» **What is being asked**:
Render every line of the listing below as a Markdown table with two columns, Row and Line. Row holds the sequential row number and Line holds the line itself; omit blank lines.
Start Extracted information
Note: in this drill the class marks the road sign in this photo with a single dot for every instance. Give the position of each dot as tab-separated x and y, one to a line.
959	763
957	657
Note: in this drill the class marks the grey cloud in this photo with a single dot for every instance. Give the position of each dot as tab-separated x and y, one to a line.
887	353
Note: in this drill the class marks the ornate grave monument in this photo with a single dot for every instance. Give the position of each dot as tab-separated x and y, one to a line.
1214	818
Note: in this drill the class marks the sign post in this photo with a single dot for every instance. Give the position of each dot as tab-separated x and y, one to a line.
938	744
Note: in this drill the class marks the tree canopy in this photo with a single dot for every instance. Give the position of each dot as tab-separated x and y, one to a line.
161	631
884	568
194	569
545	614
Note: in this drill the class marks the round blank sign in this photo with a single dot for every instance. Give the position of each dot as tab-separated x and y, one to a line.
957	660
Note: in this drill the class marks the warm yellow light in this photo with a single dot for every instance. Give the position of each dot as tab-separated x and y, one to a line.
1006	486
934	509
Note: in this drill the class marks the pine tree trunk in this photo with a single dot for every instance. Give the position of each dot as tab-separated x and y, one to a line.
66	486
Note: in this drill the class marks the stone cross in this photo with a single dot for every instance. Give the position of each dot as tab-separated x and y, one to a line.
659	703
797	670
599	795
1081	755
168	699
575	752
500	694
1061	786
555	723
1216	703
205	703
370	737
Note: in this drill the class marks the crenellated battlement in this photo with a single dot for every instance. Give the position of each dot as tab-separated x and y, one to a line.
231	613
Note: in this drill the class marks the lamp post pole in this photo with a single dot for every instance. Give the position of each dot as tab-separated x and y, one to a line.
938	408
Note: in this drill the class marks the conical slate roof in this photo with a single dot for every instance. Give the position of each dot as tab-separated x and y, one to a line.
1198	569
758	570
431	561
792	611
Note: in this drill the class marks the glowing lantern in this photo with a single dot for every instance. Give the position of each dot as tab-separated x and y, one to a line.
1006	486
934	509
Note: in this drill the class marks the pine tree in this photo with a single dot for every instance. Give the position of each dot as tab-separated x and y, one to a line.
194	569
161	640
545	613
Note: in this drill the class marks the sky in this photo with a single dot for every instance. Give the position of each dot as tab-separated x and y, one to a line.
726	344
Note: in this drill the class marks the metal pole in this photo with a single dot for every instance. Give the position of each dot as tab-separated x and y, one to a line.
End Extracted information
» **The solution**:
| Row | Line |
|---|---|
| 1 | Note: in this drill the class marks the road sign in this photo with a single dot for every instance. Give the position of each dot as tab-separated x and y, one to a line. |
| 2 | 959	763 |
| 3 | 957	657 |
| 4 | Note: in this drill the class marks the grey cloud in this photo with a single dot for every instance. Give the position of each dot as tab-separated x and y, one to a line. |
| 5 | 887	353 |
| 6 | Note: in this drill the class marks the ornate grave monument in this photo with a single dot for every instance. Give the position of each dot as tab-separated x and y, one to a line. |
| 7 | 1214	818 |
| 8 | Note: in this drill the class marks the sign post in this photo with a single dot for every instance. Give the position of each dot as tab-separated x and y, one to a line. |
| 9 | 938	744 |
| 10 | Note: in this drill the class marks the tree canopy in this photo with a single dot for every instance. Give the position of each dot as tab-separated x and y, one to a line. |
| 11 | 161	631 |
| 12 | 884	568 |
| 13 | 194	569 |
| 14 | 545	614 |
| 15 | Note: in this drill the class marks the round blank sign in this photo with a single dot for every instance. Give the position of each dot as tab-separated x and y, one to a line. |
| 16 | 957	660 |
| 17 | Note: in this drill the class marks the warm yellow light in this photo with a single dot for every instance. Give the position of each dot as tab-separated x and y, one to a line. |
| 18 | 1006	486 |
| 19 | 934	509 |
| 20 | Note: in this drill the class marks the pine tree trunk in this photo with a single dot for every instance. Give the position of each dot as tab-separated x and y, one to a line. |
| 21 | 66	486 |
| 22 | Note: in this drill the class marks the stone cross in this photo with a single dot for every instance. Give the position of each dot as tab-separated x and y, one to a line. |
| 23 | 659	703 |
| 24 | 797	670 |
| 25 | 599	795 |
| 26 | 1081	755 |
| 27 | 168	699 |
| 28 | 575	752 |
| 29 | 500	694 |
| 30 | 1061	786 |
| 31 | 555	723 |
| 32 | 1216	703 |
| 33 | 205	703 |
| 34 | 370	737 |
| 35 | Note: in this drill the class marks the crenellated battlement in this photo with a single dot for every instance. Give the position of each dot as tab-separated x and y, one to a line. |
| 36 | 231	613 |
| 37 | Note: in this drill the class marks the lamp post pole in this photo with a single dot for every instance. Give the position of each dot as tab-separated x and y, one to a line. |
| 38 | 938	408 |
| 39 | Note: in this drill the class marks the conical slate roof in this photo with a single dot for every instance. Give the position of each dot as tab-separated x and y, one to a line. |
| 40 | 1198	569 |
| 41 | 758	570 |
| 42 | 431	561 |
| 43 | 792	611 |
| 44 | Note: in this drill the class marks the glowing lantern in this photo with a single dot for every instance. Give the position of each dot as tab-separated x and y, one to a line. |
| 45 | 1006	486 |
| 46 | 934	509 |
| 47 | Note: in this drill the class marks the pine tree in this photo with a single dot for every instance. Give the position of each dot as tab-separated x and y, one to a line. |
| 48 | 194	569 |
| 49 | 161	640 |
| 50 | 545	613 |
| 51 | Note: in this drill the class marks the sky in this photo with a single dot for every instance. Give the position of each dot as tab-separated x and y, one to a line. |
| 52 | 726	344 |
| 53 | Note: in this drill the class marks the metal pole in this photo with a single dot for every instance. Give the position of each dot as tab-separated x and y, one to a line. |